Reproduce verbatim the material below, from the line containing "point: one pixel per instance, each like <point>82,18</point>." to the line containing "<point>548,331</point>", including both of those lines.
DATA SHOWN start
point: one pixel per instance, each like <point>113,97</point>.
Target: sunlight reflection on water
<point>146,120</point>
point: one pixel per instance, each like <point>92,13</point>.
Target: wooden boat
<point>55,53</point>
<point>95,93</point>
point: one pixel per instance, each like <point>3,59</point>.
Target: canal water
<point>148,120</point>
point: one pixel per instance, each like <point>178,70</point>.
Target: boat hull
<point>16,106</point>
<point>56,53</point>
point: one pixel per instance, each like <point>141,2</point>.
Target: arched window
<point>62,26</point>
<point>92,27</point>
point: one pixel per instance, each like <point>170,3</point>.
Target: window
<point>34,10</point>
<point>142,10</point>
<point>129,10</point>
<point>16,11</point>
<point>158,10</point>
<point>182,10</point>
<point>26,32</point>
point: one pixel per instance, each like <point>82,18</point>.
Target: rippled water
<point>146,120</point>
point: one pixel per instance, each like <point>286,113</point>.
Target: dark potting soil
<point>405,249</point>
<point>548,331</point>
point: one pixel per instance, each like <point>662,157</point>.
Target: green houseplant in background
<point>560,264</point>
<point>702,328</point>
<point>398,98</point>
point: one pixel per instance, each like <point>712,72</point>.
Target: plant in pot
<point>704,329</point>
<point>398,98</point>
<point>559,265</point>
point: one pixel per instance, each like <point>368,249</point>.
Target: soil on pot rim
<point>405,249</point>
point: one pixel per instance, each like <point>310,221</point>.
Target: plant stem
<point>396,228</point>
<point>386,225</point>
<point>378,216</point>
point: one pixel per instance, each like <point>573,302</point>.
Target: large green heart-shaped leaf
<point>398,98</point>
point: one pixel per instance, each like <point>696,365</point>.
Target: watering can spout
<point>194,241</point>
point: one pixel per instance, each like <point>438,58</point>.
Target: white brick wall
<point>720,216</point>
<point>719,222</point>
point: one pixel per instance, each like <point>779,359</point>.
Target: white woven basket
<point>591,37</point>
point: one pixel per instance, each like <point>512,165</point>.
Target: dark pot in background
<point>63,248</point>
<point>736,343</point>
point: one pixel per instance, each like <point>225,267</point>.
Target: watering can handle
DATA SHOWN end
(RESULT FOR THIS TASK):
point: one pixel per instance, each like <point>82,18</point>.
Target: rippled water
<point>146,120</point>
point: one pixel per instance, each like <point>286,113</point>.
Target: dark potting soil
<point>405,249</point>
<point>548,331</point>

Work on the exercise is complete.